Please identify every line in the material below that contains the word "young" and copy each of those lines.
--- DATASET ROWS ---
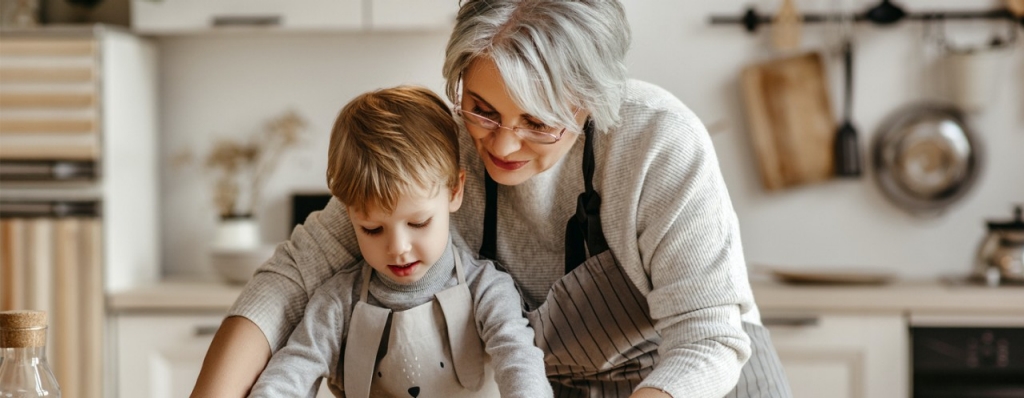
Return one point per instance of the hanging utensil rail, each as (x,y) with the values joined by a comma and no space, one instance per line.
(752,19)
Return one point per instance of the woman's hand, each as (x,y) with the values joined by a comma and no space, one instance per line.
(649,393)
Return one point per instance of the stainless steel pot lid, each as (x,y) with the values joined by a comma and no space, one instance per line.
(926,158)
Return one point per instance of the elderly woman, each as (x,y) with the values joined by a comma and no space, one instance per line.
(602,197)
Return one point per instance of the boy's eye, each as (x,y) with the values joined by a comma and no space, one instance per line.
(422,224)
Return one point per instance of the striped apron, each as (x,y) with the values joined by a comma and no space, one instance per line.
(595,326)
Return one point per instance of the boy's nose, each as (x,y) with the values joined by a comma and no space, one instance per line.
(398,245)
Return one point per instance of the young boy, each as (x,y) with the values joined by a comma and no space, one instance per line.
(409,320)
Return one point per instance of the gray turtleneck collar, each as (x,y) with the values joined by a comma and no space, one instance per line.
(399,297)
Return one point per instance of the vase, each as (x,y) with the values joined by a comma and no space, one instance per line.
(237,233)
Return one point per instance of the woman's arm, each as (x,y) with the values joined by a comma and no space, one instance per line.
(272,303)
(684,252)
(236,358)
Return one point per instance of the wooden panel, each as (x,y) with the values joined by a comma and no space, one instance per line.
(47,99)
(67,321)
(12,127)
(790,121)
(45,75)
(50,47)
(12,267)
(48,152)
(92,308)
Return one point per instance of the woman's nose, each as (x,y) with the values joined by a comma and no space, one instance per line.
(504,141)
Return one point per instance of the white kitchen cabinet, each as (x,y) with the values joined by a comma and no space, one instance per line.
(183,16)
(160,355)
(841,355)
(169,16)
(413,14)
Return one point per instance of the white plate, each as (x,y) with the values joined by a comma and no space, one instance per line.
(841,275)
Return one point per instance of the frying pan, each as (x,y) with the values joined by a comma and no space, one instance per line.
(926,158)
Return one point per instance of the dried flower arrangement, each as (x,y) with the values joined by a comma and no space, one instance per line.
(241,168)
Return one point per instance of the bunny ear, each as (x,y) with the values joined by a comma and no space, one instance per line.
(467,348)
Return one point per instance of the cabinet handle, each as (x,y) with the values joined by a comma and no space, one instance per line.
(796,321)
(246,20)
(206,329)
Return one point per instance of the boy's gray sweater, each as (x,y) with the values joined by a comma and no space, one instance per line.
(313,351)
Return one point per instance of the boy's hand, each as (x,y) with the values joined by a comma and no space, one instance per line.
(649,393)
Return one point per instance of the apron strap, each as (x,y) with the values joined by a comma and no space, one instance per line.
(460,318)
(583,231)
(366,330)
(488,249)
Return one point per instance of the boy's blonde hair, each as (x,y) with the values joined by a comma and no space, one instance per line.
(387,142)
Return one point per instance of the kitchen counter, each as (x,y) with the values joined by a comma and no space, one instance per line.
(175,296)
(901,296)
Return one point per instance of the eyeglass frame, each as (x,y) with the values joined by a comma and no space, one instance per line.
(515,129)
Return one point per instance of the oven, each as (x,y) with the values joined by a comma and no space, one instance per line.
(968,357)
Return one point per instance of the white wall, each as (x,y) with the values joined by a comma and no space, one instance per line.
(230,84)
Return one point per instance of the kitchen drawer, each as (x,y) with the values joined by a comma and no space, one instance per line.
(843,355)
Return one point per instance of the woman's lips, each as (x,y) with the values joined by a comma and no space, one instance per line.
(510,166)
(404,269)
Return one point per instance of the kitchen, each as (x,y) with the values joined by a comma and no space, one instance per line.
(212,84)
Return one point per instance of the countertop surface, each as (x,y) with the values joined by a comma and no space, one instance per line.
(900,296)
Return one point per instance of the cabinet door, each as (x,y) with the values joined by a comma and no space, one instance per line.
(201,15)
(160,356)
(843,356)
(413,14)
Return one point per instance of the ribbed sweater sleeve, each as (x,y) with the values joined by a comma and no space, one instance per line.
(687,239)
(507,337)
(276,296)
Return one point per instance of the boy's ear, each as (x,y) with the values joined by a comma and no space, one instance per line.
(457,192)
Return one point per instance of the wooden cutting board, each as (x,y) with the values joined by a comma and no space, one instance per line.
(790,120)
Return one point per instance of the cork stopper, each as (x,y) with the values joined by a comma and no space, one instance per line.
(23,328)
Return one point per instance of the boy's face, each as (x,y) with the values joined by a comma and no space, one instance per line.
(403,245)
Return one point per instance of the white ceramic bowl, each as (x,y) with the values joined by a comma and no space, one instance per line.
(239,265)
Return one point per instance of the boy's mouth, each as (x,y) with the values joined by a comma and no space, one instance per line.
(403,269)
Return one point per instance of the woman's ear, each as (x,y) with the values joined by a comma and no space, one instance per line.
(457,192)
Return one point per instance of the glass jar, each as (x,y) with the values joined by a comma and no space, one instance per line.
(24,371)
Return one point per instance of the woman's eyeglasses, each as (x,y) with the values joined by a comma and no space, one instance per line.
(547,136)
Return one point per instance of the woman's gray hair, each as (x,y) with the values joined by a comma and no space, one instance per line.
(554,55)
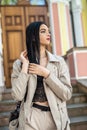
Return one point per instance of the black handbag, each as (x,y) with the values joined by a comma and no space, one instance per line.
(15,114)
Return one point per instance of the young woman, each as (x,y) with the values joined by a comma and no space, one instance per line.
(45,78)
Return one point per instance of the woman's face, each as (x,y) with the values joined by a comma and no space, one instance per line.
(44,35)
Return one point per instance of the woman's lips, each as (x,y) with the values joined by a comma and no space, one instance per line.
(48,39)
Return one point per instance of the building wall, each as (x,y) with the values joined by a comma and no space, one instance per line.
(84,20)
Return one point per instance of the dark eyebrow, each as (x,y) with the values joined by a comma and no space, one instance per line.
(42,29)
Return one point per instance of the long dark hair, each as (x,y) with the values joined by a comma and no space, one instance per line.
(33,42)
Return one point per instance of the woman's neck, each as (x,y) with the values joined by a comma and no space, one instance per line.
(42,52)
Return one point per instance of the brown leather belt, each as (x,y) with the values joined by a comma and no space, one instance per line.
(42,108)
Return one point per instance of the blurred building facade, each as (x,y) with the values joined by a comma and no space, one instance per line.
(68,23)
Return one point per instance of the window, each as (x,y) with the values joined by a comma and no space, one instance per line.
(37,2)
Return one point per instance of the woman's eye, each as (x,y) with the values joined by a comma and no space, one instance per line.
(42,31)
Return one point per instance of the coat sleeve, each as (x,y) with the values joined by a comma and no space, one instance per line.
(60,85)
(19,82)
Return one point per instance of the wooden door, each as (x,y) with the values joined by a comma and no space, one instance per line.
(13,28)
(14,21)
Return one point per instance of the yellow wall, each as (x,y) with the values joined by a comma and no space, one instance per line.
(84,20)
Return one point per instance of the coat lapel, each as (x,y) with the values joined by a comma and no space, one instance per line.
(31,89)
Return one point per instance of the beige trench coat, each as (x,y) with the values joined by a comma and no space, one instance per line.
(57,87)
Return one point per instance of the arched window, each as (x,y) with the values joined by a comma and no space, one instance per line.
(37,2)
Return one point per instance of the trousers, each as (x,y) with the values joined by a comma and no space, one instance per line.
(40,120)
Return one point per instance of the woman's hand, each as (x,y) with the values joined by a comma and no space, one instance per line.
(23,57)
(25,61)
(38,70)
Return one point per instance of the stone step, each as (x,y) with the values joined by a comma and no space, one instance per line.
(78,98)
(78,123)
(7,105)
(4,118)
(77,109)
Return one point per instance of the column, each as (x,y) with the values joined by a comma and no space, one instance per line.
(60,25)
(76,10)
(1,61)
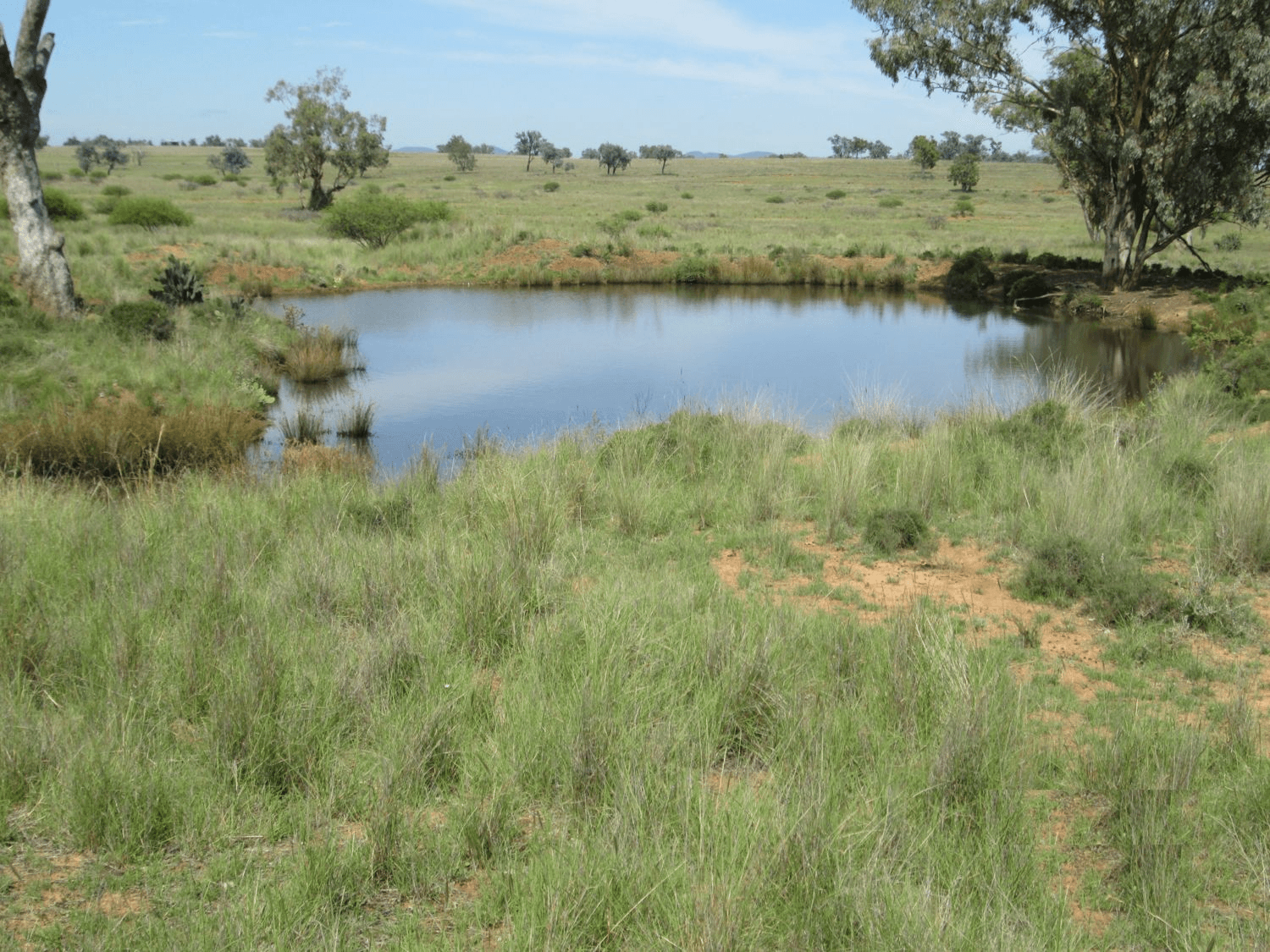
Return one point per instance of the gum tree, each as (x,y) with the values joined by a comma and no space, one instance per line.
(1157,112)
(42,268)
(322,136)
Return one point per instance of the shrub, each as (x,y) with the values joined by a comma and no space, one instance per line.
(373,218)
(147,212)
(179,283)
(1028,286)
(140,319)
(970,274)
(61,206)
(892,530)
---
--- DATASET ROWS ---
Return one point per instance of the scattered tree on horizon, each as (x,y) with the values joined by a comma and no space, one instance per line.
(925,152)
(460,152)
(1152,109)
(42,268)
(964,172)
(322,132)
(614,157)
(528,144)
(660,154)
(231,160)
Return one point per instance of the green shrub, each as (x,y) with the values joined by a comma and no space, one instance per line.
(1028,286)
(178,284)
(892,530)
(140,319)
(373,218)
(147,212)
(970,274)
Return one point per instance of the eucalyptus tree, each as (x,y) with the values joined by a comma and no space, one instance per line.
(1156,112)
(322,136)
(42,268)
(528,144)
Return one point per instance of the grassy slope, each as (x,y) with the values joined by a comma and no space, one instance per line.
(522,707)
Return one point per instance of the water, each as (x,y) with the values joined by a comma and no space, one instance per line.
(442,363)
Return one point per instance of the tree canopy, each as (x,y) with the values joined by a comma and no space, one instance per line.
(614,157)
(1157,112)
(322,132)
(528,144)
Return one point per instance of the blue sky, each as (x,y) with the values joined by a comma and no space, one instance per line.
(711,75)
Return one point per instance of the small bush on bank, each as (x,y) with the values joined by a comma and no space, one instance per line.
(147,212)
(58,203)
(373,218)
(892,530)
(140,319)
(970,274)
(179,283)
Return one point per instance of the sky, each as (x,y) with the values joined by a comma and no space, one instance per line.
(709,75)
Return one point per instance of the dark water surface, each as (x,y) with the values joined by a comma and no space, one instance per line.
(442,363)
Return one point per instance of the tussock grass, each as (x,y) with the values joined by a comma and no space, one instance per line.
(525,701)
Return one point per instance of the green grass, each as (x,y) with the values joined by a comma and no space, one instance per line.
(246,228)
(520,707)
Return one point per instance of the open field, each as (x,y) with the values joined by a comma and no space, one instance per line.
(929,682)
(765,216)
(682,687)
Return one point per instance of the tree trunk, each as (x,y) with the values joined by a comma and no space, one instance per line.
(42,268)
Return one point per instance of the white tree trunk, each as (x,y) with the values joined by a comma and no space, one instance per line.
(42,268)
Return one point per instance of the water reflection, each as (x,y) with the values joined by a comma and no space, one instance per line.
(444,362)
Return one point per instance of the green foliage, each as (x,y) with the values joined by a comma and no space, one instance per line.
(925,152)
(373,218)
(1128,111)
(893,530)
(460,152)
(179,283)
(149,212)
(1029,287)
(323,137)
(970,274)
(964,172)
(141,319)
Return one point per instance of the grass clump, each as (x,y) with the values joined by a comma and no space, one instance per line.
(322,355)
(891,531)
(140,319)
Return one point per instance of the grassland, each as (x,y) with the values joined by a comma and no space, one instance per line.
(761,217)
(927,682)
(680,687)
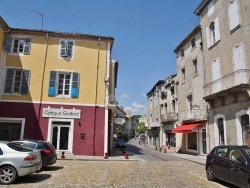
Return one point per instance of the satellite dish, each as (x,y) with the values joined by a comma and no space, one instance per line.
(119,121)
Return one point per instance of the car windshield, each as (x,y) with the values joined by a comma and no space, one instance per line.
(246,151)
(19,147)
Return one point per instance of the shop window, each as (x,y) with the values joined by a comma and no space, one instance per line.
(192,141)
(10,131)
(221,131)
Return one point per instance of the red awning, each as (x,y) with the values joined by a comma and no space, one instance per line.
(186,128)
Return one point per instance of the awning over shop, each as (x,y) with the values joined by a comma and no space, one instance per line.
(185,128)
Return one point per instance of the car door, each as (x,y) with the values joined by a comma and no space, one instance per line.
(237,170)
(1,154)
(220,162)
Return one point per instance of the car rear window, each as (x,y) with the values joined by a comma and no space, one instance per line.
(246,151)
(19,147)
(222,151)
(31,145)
---
**WRITTEN REPLY**.
Return one point per instance of the young boy, each as (x,y) with the values joined by a comma and no space, one instance per line.
Return one point per instance of the young woman, each as (x,y) with the values joined by a comma and no space, one instance per line.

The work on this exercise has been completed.